**SHORT PROBLEM:** From the text on the recurrent memory module, repeat word for word the part that begins at the words "Use this module" and stops after "across inference steps.".

Use this module as the memory backend for non-transformer architectures (Mamba, RWKV, Jamba hybrid layers). Without this component, recurrent/SSM models cannot maintain their hidden states across inference steps.

Code Reference

Source Location

Signature

llama_memory_recurrent::llama_memory_recurrent(
    const llama_model & model,
    ggml_type type_r, ggml_type type_s,
    bool offload, uint32_t mem_size, uint32_t n_seq_max,
    const layer_filter_cb & filter);

// Sequence operations
void llama_memory_recurrent::clear(bool data);
bool llama_memory_recurrent::seq_rm(llama_seq_id seq_id, llama_pos p0, llama_pos p1);
void llama_memory_recurrent::seq_cp(llama_seq_id seq_id_src, llama_seq_id seq_id_dst, llama_pos p0, llama_pos p1);
void llama_memory_recurrent::seq_keep(llama_seq_id seq_id);
void llama_memory_recurrent::seq_add(llama_seq_id seq_id, llama_pos p0, llama_pos p1, llama_pos delta);
void llama_memory_recurrent::seq_div(llama_seq_id seq_id, llama_pos p0, llama_pos p1, int d);

// State persistence
void llama_memory_recurrent::state_write(/* ... */);
void llama_memory_recurrent::state_read(/* ... */);

Import

#include "llama-memory-recurrent.h"

**DATASET EXCERPT:**
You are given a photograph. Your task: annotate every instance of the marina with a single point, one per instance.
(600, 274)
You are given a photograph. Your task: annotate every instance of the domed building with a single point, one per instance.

**TASK SOLUTION:**
Use this module as the memory backend for non-transformer architectures (Mamba, RWKV, Jamba hybrid layers). Without this component, recurrent/SSM models cannot maintain their hidden states across inference steps.